Supplied text ->
:::
First, a definition of arbitrage as this means different things to different arbitrage participants.
In economics and finance, arbitrage is the practice of taking advantage of a price differential between two or more markets: striking a combination of matching deals that capitalize upon the imbalance, the profit being the difference between the market prices. When used by academics, an arbitrage is a transaction that involves no negative cash flow at any probabilistic or temporal state and a positive cash flow in at least one state; in simple terms, a risk-free profit. An entity such as a bank or brokerage firm that engages in arbitrage is called an arbitrageur. The term is mainly applied to trading in financial instruments, such as bonds, stocks, derivatives, commodities, and currencies.
To the actual trade.
:::
Stated task -> In the arbitrage passage, reproduce the text from "In economics and" up to and including "the actual trade.", substituting "trading house" for "brokerage firm".

Stored data ->
:::
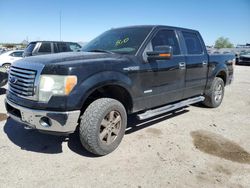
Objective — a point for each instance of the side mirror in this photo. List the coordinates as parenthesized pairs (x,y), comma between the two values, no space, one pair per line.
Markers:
(160,53)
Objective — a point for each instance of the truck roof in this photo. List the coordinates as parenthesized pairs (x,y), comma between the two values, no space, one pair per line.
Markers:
(156,26)
(51,41)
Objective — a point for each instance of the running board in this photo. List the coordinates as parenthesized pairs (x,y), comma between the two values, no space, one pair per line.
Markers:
(171,107)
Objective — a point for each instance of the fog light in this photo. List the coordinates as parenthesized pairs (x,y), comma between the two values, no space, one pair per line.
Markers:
(45,122)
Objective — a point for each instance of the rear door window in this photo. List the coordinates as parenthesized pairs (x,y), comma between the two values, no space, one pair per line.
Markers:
(45,47)
(62,47)
(17,54)
(193,43)
(166,37)
(74,47)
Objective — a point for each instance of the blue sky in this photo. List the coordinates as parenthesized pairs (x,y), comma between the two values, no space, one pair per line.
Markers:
(83,20)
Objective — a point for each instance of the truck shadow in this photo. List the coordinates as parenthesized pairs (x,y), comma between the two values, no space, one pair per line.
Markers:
(33,140)
(133,125)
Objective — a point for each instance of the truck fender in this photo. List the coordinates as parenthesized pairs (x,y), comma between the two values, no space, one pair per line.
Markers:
(88,86)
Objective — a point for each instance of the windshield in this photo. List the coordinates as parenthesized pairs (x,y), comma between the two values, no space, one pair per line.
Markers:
(30,47)
(123,40)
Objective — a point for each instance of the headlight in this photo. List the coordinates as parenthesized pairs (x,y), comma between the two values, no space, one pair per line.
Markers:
(55,85)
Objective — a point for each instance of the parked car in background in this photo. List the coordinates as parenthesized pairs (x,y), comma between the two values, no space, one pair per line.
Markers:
(50,47)
(141,70)
(7,58)
(244,58)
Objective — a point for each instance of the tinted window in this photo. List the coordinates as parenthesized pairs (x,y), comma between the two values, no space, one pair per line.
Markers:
(193,43)
(74,47)
(30,47)
(122,40)
(166,37)
(62,47)
(45,48)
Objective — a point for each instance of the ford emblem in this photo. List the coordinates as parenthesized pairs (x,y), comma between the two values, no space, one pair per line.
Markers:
(13,80)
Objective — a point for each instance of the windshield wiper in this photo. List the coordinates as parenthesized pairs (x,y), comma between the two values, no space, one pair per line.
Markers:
(100,50)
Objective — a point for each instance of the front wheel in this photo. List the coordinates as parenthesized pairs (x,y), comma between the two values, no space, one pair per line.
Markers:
(214,96)
(102,126)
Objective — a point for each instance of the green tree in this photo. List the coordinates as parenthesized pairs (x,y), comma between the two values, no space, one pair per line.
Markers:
(222,42)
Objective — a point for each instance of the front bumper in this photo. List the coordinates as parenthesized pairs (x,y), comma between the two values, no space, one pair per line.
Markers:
(46,121)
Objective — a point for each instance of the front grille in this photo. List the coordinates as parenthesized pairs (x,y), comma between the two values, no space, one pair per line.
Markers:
(22,81)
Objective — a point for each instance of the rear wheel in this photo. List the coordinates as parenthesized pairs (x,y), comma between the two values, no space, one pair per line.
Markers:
(214,96)
(102,126)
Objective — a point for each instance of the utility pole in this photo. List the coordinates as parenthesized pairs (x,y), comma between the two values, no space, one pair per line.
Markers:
(60,25)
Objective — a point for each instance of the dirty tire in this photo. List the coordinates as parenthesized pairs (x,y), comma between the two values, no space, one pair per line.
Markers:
(6,66)
(91,130)
(214,96)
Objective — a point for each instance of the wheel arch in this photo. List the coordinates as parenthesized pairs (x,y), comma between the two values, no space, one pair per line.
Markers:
(102,85)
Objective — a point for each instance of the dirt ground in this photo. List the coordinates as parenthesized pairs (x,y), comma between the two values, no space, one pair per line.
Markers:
(196,147)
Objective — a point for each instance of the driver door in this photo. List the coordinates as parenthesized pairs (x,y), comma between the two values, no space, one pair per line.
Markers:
(163,81)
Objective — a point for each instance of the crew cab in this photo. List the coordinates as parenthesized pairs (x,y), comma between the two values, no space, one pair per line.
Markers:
(141,70)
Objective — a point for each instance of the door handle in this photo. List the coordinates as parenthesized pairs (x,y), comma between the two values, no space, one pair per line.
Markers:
(182,65)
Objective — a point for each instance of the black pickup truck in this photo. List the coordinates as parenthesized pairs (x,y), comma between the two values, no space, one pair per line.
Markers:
(142,70)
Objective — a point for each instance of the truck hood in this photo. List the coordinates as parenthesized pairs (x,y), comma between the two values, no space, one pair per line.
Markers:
(67,56)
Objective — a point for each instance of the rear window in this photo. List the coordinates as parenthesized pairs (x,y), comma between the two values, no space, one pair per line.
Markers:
(30,47)
(45,48)
(62,47)
(193,43)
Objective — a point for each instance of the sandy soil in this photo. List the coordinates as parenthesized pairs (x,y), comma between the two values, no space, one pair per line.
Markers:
(196,147)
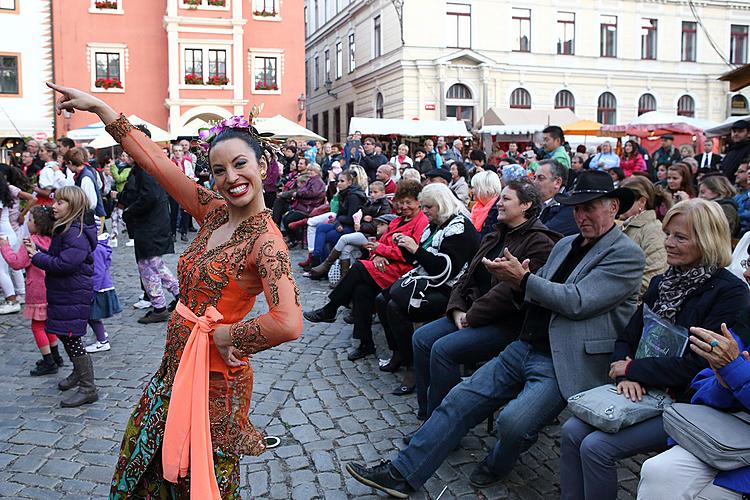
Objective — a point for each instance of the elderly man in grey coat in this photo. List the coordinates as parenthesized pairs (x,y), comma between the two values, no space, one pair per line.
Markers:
(575,306)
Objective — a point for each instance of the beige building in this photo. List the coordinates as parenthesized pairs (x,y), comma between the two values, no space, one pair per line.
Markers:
(607,60)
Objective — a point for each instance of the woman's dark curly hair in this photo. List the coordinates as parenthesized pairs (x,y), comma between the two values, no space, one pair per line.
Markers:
(407,189)
(527,193)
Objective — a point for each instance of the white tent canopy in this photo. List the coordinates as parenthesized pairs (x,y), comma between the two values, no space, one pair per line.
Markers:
(191,128)
(86,133)
(284,128)
(724,127)
(105,140)
(408,128)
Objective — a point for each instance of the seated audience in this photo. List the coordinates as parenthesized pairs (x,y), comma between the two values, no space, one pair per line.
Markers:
(677,473)
(364,227)
(481,319)
(717,188)
(310,193)
(487,188)
(366,278)
(696,290)
(442,254)
(584,293)
(641,225)
(549,179)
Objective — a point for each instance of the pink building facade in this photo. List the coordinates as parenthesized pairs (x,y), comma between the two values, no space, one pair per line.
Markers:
(173,61)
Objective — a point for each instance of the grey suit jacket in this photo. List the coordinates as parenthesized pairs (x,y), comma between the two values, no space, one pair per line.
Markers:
(588,311)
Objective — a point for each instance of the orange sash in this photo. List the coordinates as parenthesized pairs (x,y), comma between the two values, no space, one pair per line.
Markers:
(187,434)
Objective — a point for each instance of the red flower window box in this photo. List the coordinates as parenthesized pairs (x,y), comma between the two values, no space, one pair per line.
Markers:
(106,4)
(108,83)
(193,79)
(266,86)
(217,80)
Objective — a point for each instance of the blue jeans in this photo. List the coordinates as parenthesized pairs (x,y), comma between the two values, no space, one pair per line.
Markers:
(588,459)
(520,377)
(326,237)
(440,349)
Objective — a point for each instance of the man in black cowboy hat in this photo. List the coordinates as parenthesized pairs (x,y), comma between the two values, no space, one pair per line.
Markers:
(575,305)
(738,149)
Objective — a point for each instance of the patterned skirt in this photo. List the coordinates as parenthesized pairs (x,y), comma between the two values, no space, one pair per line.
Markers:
(139,472)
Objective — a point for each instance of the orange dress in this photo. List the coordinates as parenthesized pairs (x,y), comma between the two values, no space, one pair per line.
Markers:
(227,277)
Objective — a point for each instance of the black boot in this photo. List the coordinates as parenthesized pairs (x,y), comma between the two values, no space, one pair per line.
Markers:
(86,392)
(56,355)
(70,381)
(46,367)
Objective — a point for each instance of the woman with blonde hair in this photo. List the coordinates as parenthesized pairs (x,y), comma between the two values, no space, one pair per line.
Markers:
(441,256)
(695,291)
(641,225)
(718,188)
(487,188)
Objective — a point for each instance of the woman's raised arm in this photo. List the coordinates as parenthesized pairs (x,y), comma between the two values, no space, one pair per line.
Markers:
(143,150)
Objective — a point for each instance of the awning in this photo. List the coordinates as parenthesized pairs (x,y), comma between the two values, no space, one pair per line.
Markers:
(724,127)
(408,128)
(104,140)
(515,116)
(284,128)
(191,128)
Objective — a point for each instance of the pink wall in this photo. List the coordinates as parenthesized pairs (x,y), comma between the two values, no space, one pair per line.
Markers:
(140,28)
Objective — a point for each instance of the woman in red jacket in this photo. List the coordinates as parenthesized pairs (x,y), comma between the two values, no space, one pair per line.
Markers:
(367,278)
(632,160)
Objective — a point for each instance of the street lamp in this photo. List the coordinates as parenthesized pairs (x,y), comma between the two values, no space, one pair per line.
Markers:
(328,85)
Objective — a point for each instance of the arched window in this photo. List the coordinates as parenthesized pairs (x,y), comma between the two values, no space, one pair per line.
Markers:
(520,99)
(686,106)
(564,99)
(458,91)
(606,112)
(646,103)
(739,105)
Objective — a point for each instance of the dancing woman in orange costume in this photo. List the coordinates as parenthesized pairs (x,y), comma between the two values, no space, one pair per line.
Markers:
(205,378)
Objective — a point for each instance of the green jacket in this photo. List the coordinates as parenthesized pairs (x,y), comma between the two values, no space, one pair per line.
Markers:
(120,175)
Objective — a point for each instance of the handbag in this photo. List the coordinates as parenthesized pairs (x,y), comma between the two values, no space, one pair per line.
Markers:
(608,411)
(718,438)
(409,292)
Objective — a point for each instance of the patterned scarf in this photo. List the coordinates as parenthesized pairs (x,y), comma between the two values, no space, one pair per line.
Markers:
(676,286)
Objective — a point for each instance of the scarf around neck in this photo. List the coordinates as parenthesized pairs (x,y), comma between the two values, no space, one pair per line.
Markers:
(676,286)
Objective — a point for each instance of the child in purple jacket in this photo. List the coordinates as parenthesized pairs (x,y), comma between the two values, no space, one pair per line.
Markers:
(69,267)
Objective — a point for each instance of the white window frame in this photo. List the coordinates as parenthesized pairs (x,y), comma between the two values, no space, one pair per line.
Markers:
(119,10)
(182,4)
(205,46)
(120,48)
(279,55)
(256,8)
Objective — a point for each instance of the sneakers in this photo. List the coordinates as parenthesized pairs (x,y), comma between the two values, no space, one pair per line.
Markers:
(10,307)
(142,304)
(98,347)
(154,317)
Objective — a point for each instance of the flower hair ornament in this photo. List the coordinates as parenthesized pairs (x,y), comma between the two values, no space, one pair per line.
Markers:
(264,139)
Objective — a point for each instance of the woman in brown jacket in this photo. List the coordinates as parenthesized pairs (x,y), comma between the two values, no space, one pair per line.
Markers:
(641,225)
(481,318)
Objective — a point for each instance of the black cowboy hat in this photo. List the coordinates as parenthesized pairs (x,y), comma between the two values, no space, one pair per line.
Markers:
(592,185)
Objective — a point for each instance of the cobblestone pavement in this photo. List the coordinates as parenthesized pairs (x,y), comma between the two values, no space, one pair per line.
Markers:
(326,409)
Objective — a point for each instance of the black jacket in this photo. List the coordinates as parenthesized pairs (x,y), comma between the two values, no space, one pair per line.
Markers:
(734,155)
(718,301)
(351,200)
(147,215)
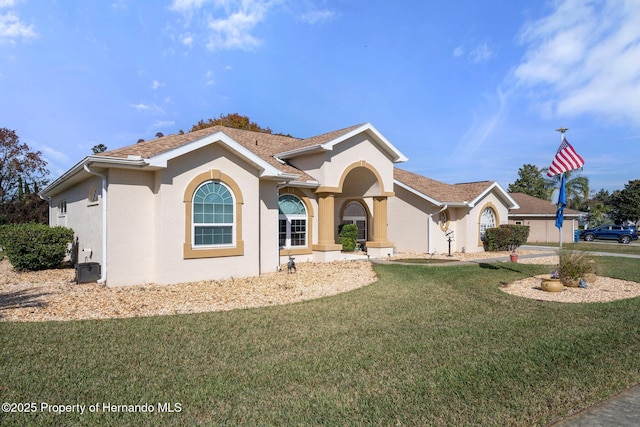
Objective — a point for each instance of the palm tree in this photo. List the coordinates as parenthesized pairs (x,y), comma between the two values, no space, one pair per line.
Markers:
(577,187)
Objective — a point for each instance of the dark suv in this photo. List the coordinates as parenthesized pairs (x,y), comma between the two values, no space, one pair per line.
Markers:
(620,233)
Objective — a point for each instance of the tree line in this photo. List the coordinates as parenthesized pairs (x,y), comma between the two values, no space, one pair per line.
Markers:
(601,207)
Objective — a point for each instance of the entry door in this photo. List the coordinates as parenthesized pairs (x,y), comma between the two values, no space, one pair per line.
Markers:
(355,213)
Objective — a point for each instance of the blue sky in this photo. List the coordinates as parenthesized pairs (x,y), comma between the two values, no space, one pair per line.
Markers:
(467,90)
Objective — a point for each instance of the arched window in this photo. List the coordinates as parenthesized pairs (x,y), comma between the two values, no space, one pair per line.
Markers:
(213,215)
(292,224)
(487,220)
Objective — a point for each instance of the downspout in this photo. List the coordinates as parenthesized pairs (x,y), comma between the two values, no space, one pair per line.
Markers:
(429,228)
(103,269)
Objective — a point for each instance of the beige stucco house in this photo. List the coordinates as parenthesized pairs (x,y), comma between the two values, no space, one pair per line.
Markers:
(540,216)
(223,202)
(427,213)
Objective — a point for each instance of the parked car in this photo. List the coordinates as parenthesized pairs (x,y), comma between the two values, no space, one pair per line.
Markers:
(621,233)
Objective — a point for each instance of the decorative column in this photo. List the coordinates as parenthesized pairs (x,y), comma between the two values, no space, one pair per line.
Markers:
(379,224)
(326,224)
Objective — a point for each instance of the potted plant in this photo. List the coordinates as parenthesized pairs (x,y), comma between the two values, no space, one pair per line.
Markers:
(551,282)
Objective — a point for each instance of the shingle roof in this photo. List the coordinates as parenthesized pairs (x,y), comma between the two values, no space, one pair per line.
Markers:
(530,205)
(264,145)
(452,193)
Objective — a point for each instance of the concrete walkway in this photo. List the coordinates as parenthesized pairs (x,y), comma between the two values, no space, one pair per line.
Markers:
(622,410)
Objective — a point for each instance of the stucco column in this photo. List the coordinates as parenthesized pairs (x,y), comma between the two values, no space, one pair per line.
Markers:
(326,224)
(379,224)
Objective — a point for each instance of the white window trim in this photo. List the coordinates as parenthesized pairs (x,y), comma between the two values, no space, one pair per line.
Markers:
(194,224)
(288,218)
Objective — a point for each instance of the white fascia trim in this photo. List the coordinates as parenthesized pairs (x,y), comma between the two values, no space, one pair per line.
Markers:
(390,148)
(418,193)
(510,200)
(266,169)
(328,146)
(99,161)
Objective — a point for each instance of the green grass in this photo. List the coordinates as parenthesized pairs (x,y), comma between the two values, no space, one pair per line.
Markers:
(425,345)
(611,247)
(426,260)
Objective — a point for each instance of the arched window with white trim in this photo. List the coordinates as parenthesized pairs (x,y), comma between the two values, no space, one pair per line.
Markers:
(292,222)
(213,215)
(487,220)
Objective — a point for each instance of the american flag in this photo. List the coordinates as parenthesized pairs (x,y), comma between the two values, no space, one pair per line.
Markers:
(566,159)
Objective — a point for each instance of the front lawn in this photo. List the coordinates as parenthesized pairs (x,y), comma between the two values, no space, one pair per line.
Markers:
(425,345)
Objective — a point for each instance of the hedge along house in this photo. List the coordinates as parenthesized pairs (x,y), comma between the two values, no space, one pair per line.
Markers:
(223,202)
(540,216)
(427,213)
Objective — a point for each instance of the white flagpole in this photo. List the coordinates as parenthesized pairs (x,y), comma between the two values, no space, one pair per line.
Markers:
(560,228)
(562,131)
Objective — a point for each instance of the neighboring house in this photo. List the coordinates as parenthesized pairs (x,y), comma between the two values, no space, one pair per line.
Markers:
(540,216)
(223,202)
(426,213)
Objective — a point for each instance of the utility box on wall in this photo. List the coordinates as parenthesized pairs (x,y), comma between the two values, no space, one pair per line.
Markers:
(87,272)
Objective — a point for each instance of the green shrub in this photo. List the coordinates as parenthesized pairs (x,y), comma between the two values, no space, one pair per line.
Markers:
(35,246)
(507,237)
(348,237)
(574,265)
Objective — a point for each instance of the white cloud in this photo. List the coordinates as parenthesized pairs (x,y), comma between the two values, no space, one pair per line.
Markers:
(481,53)
(234,30)
(585,57)
(146,107)
(186,5)
(163,124)
(318,16)
(221,24)
(11,27)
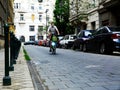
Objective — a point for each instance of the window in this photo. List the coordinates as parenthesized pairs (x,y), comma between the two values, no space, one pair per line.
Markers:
(40,0)
(21,17)
(32,7)
(40,28)
(32,38)
(40,18)
(31,28)
(17,5)
(40,7)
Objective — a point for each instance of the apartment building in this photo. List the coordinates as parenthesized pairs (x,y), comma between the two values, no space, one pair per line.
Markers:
(91,14)
(6,16)
(109,13)
(32,18)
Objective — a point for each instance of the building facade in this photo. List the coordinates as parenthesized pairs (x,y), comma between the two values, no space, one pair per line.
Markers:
(6,16)
(109,13)
(91,14)
(32,18)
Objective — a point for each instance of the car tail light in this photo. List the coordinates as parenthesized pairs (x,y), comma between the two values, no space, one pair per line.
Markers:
(115,36)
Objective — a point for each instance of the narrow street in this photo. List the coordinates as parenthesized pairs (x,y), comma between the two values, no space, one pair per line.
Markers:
(75,70)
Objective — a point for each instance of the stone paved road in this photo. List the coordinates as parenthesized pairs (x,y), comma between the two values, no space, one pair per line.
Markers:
(74,70)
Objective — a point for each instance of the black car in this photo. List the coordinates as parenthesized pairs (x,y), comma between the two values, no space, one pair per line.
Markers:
(81,37)
(104,40)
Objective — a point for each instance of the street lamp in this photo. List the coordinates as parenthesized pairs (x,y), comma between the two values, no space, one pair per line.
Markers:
(46,20)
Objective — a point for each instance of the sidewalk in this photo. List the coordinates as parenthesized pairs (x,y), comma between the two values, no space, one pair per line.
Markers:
(20,77)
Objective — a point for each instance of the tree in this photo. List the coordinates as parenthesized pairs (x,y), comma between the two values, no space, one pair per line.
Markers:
(61,15)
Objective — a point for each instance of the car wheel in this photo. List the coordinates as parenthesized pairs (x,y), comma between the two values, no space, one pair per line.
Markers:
(84,48)
(81,47)
(102,48)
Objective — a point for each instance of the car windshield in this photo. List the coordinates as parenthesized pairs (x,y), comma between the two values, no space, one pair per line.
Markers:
(114,28)
(87,33)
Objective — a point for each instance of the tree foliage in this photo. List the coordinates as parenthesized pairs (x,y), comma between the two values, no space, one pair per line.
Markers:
(61,16)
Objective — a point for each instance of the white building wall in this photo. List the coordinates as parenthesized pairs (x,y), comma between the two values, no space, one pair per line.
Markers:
(22,27)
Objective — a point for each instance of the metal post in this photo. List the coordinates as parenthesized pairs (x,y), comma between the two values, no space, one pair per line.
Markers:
(46,21)
(6,78)
(11,68)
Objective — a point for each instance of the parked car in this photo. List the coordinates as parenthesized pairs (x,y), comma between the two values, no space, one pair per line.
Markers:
(81,37)
(29,43)
(67,41)
(104,40)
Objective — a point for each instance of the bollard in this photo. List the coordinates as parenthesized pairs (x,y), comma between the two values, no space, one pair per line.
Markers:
(14,49)
(17,47)
(11,68)
(6,78)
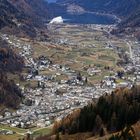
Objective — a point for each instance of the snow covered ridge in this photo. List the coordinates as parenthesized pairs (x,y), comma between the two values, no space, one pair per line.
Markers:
(57,20)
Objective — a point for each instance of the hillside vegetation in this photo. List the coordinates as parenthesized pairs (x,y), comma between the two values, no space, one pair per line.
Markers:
(110,114)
:::
Worked answer ->
In economics and finance, arbitrage is the practice of taking advantage of a price differential between two or more markets: striking a combination of matching deals that capitalize upon the imbalance, the profit being the difference between the market prices. When used by academics, an arbitrage is a transaction that involves no negative cash flow at any probabilistic or temporal state and a positive cash flow in at least one state; in simple terms, a risk-free profit. An entity such as a bank or trading house that engages in arbitrage is called an arbitrageur. The term is mainly applied to trading in financial instruments, such as bonds, stocks, derivatives, commodities, and currencies.
To the actual trade.